Given records:
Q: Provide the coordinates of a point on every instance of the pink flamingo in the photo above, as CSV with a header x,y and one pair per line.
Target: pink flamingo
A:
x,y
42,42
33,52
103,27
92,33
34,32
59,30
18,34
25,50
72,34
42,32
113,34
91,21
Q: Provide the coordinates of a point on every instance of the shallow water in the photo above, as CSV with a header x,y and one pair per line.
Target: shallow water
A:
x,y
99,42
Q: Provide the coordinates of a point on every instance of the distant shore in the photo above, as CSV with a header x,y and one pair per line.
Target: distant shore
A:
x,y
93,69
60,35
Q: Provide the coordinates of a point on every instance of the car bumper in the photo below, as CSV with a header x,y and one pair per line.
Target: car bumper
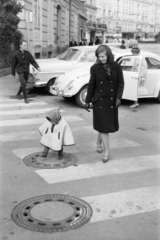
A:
x,y
59,93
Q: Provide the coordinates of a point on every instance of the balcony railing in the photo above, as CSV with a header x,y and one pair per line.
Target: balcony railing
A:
x,y
96,25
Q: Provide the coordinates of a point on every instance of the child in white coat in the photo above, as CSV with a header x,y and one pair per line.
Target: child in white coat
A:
x,y
56,133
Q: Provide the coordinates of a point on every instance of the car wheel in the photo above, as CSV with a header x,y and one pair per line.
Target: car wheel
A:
x,y
81,96
50,83
158,98
68,98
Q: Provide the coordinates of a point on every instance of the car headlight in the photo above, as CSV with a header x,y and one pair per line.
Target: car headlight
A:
x,y
69,86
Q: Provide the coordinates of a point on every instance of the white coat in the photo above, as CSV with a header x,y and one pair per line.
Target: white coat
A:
x,y
61,135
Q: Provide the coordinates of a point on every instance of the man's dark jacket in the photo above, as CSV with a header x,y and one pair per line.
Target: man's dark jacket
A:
x,y
21,62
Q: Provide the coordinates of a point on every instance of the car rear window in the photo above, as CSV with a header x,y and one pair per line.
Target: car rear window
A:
x,y
70,54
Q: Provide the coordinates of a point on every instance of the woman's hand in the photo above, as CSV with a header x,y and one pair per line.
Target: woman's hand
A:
x,y
118,103
87,105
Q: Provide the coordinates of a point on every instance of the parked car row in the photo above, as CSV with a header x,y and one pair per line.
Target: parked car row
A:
x,y
68,75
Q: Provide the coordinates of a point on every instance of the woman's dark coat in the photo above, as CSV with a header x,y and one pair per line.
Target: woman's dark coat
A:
x,y
103,91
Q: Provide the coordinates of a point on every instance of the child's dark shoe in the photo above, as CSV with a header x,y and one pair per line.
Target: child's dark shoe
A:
x,y
44,154
60,154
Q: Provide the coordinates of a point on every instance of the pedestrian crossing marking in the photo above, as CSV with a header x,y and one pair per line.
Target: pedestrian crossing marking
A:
x,y
124,203
32,121
30,111
9,100
98,169
23,152
22,104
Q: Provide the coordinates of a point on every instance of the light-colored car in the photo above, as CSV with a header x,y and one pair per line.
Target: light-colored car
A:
x,y
75,83
73,58
131,43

What is required: In the material above, transcribe exactly the lines beginning at the one with "of the man's" and ending at the one with "of the child's", both included.

Completed task:
Q: Provide the coordinates of a point on every instance of the man's dark jacket in the photo above, as CSV with a header x,y and one pair per line.
Target: man's dark jacket
A:
x,y
21,62
Q: Provide the coordinates of a point on every instance of the car rear window in the photo above, as CSV with a header x,y and one pair per line.
Target: car rear window
A:
x,y
70,54
Q: Provide the coordinates of a point on every instance of the woman's hand in the photo above, as CSV with a header x,y and one pair per line.
Target: woman's hand
A:
x,y
118,103
87,105
Q: Provide the coordinates of a point on every instance of the parked car row in the photo above, as CSV with a header x,y and one pair per line.
Target: parked car row
A:
x,y
68,75
Q: Provide the coordinates of a point on every instance of the woman's dark coat in the photo above, as CSV with a header x,y and one pair per line.
Target: woman's dark coat
A:
x,y
103,91
Q: Provide the coordinates of a point on every instance of the child's dark shoe in the photo above, as CSV with a header x,y and one pair per line.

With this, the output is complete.